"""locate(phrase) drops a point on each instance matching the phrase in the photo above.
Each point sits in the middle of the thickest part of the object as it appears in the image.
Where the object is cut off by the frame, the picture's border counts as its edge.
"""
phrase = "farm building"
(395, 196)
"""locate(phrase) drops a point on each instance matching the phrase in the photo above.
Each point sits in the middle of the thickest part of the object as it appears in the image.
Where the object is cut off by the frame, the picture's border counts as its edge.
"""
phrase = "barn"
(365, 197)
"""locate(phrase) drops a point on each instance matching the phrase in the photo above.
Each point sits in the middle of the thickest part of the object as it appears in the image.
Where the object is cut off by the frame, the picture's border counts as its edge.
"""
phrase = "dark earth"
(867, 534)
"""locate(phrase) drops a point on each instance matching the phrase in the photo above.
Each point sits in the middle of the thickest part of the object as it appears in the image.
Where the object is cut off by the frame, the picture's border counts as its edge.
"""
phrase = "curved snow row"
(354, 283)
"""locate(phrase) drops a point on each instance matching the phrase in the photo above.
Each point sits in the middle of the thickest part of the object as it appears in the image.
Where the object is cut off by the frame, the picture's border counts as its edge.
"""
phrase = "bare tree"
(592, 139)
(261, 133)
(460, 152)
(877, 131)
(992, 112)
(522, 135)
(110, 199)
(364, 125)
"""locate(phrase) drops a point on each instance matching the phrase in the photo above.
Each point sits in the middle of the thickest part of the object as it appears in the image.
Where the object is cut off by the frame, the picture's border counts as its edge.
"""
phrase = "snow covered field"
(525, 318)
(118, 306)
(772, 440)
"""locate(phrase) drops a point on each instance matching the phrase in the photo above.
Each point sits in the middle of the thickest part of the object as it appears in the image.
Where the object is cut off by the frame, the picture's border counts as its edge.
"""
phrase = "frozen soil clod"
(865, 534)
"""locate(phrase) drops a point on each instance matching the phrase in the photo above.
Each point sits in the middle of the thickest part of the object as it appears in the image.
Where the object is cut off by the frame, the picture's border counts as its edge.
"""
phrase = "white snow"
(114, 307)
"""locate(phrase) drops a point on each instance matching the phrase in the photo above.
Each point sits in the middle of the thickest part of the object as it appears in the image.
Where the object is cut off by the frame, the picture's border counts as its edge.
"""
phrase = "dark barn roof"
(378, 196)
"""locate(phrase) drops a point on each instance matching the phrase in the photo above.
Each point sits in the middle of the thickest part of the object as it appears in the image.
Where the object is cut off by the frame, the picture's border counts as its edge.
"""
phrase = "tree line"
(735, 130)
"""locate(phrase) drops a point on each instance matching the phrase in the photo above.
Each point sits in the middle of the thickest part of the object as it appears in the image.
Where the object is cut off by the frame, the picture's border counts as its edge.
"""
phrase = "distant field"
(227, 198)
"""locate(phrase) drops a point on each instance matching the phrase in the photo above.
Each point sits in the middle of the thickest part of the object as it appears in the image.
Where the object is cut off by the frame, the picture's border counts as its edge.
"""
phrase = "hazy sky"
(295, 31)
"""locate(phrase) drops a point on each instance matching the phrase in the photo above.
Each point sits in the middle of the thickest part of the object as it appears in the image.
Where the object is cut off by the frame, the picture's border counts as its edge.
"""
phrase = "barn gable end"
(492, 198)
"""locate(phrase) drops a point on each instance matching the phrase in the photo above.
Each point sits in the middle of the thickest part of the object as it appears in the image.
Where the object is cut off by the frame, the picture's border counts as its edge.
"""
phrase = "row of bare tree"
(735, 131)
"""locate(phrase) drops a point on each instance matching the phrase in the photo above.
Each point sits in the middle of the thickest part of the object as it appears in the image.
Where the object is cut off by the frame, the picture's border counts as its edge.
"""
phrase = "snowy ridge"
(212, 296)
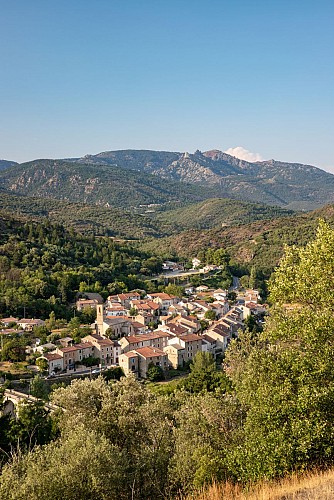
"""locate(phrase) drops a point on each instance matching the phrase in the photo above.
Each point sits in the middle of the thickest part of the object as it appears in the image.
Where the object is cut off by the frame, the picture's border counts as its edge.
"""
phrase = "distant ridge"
(129, 178)
(290, 185)
(7, 164)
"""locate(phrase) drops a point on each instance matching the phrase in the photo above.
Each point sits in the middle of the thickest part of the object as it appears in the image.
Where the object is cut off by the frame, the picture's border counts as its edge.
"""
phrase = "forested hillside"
(96, 184)
(138, 224)
(257, 244)
(268, 414)
(43, 265)
(218, 212)
(84, 218)
(291, 185)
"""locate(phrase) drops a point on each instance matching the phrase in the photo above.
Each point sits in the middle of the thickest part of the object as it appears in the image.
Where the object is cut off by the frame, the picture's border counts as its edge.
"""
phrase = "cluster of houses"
(160, 329)
(135, 330)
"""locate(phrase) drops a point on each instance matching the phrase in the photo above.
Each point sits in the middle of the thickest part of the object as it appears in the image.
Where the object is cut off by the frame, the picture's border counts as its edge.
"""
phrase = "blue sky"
(81, 77)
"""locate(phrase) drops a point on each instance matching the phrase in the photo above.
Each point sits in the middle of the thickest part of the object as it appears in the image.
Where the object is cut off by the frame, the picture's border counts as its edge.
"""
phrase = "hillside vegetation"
(96, 184)
(312, 486)
(84, 218)
(43, 265)
(259, 244)
(266, 415)
(136, 224)
(291, 185)
(131, 178)
(218, 212)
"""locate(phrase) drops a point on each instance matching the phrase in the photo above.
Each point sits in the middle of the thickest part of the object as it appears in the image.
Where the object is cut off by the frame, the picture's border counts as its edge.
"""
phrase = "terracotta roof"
(130, 354)
(150, 352)
(190, 337)
(162, 296)
(176, 346)
(84, 345)
(8, 320)
(68, 349)
(31, 321)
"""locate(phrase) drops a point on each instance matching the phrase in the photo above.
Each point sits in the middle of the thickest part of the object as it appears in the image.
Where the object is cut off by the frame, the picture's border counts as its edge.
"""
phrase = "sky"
(252, 77)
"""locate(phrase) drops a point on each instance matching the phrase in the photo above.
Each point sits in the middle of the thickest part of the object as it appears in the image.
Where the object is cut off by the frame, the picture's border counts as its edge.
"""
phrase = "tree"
(42, 364)
(32, 426)
(13, 350)
(204, 375)
(115, 373)
(58, 470)
(39, 388)
(133, 311)
(284, 377)
(253, 282)
(155, 373)
(176, 290)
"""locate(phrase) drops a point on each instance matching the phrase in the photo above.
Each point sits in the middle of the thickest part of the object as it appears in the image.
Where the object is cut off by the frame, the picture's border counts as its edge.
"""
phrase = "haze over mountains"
(129, 178)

| WHAT IS EXPECTED |
Please print the records above word for word, leaving every image out.

| EXERCISE RESULT |
"""locate(phrase) drops a point on each instance matching the phrase in the photo above.
Each point sits in the middle of the thickest part of the object as it appears in the image.
Where the object is cut off by the frame, the picture's border counts as its edge.
"""
phrase = "farm building"
(395, 196)
"""locate(phrase) drops a point on each instance matching the phrase in the photo above.
Each point sits in the middle of the thickest part of the object as it appears in the image.
Where the object is cut off by the frame, the picture's border counts as its edge.
"""
phrase = "barn"
(365, 197)
"""locate(phrase) drops a point on each instance matching the phrase in the photo above.
Each point sits in the middle of the thickest part of the object as it appears in the image.
Where the object is cut off by the frame, the picture's border counts as its edge.
"""
phrase = "dark earth"
(867, 534)
"""locate(phrase) drops a point on each instance matching the phrase in the photo above.
Each point sits in the middle of the thickest part of the object as it appears in the image.
Where the object is cut off by the frame, the picture's border counts as its edge.
"""
phrase = "curved snow row"
(354, 283)
"""locate(phrase) drops a point on each instance matching the phrase in the photo above.
Each point sits in the middle of the thickest part of the object as it appears in the image.
Where the object is cut off by the frame, the picture's border counts as its edge.
"""
phrase = "bare tree"
(592, 139)
(261, 133)
(460, 152)
(877, 131)
(992, 112)
(522, 135)
(110, 199)
(364, 125)
"""locate(phrase) drops a point on each instance matching the phrase in the photo above.
Each point sits in the middle of the thickest part of the object as it appears in the image.
Where the object is cut off by the frame, the picture's border counts as its edge.
"""
phrase = "snow covered field"
(525, 318)
(118, 306)
(772, 440)
"""locate(phrase) drops a point on each instance matching the phrase in the photo above.
Each point sits in the middle of the thickest part of the object as it appears in the image.
Where the object is cut off by the frame, the picture's border counts as its edge.
"""
phrase = "frozen soil clod"
(865, 534)
"""locate(phrase) drops a point on each instance matching the phrase in the photo above.
Each point sits in the middle of the thickest part of the object as it appears in the image.
Where the object is cut off by the frame, the picture's border counts as its edge.
"""
phrase = "white snow"
(114, 307)
"""locate(phrase) drops a point on each instance matching the phrase in the photo above.
Each point sits in the middle of the thickest part of the object as it appears in the image.
Where the object is cut off by the frame, the picture's border counts as its edge.
"""
phrase = "dark barn roof"
(378, 196)
"""locate(phrase) drops a point on each instance matching the phrase in the photo above.
Each point sits in the middle of the thickest part of the object as it appears in the image.
Where the object is cut off by the frame, the picture's border counts as its edge.
"""
phrase = "tree line"
(735, 130)
"""locate(phrase) drops a point on each instance matching the phrase in the photo above.
Each point sits in the middle of the thickest part of the object as it appears in the image.
Where the object is cut off by the frame, the picture's border counts as its edge.
"""
phrase = "distant field"
(227, 198)
"""locate(phrase) drops a point on each instance matching the phrase in the photo above.
Each point sits in the middle of the thickest part of the object as it appears in the image.
Where the object is cut off by the frame, the picture's border counts as its edge.
"""
phrase = "hazy sky"
(295, 31)
"""locate(phrase) drops a point on each instance matching the phrase in the photo above.
Each point sits in the middle of the thickest part of the object as it appears in the image.
Where the object is cut off by the frame, the picture's border counts as its edge.
"""
phrase = "barn gable end"
(492, 198)
"""locate(phrase) drops a point on each instance matching the phrase in the photo above.
Each point sits in the middle of the thickest part of the object as it appears in the image.
Where the object is cut off by the frame, the picture's border counts as its edge.
"""
phrase = "row of bare tree"
(735, 131)
"""locate(phrase) drops a point on each instance matching the phrase in the photo above.
Each point sits in the middle of the thickest part of the object as it appears in the image.
Where the object is cut off by the frame, the picture's border counts as its edge.
"""
phrase = "snowy ridge"
(212, 296)
"""locate(phrase) drops a point on each instance matching the phrase in the photo above.
Each point sits in the middle of the thickest part of the object as it appears in the image.
Where the object is cut off by the frame, the picture's border counts as its edge.
"""
phrase = "distant ridge"
(129, 178)
(290, 185)
(7, 164)
"""locate(phrase) drops a point on each instance matching the phrase in the photo above.
Each point sits in the middle of the thickest part of the object as it appears in the image.
Where the object is cut off by the frame, the picture's border counts as its edge.
"""
phrase = "forested hillside"
(96, 184)
(138, 224)
(257, 244)
(268, 414)
(43, 265)
(218, 212)
(84, 218)
(291, 185)
"""locate(phrase) drops a point on each instance matching the phrase in the photo above.
Each point sits in the middle of the thickest part of the object as it appears in the image.
Where the object is cut off by the frame, the picture's border counts as its edge.
"""
phrase = "cluster of houses"
(160, 329)
(135, 330)
"""locate(phrase) drops a point on each instance matching the phrase in the photo above.
Each point sits in the middle of the thickest part of the object as it appears in the image.
Where the object is cut off by the frame, the picture's border counts as its edge.
"""
phrase = "blue sky"
(81, 77)
"""locate(phrase) drops a point on each instance matching the phrase in the photo above.
Each point sits in the middle of the thickest part of the object as it appears in the image.
Where the object is cut off by the frame, the picture's border counts as its edge.
"""
phrase = "hillside vegetation"
(96, 184)
(312, 486)
(84, 218)
(43, 265)
(259, 244)
(266, 415)
(136, 224)
(291, 185)
(131, 178)
(218, 212)
"""locate(phrase) drops a point on each instance matching the phrase in the photo above.
Each point sits in the middle of the thickest part of the object as it appears in the image.
Where the object is cut off by the frame, the picture's border counts as its edge.
"""
phrase = "terracotta roof"
(130, 354)
(150, 352)
(190, 337)
(162, 296)
(176, 346)
(84, 345)
(8, 320)
(68, 349)
(31, 321)
"""locate(phrase) drops a point on each instance matching the phrase in the photo above.
Each point sits in the middle of the thickest part of the object as it appears in the image.
Where the object is cut off by the frame, the picture's border counts as its edge.
"""
phrase = "sky"
(252, 77)
"""locate(phrase) drops a point on each instance matching the phrase in the photo above.
Each point sits in the middle of the thickest part of the object as it appears in the image.
Where the object is cut off by the frame, the picture's border counts as its edge.
"""
phrase = "tree"
(42, 364)
(32, 426)
(13, 350)
(204, 375)
(115, 373)
(58, 470)
(39, 388)
(133, 311)
(284, 377)
(253, 282)
(155, 373)
(176, 290)
"""locate(phrase) drops a point on each instance matching the phrase in the photo above.
Each point sits in the middle of the thickest part of the object as it appears in the image.
Where the object is cut off by the frame, the picture's border counts as its edge.
"""
phrase = "haze over mountains"
(129, 178)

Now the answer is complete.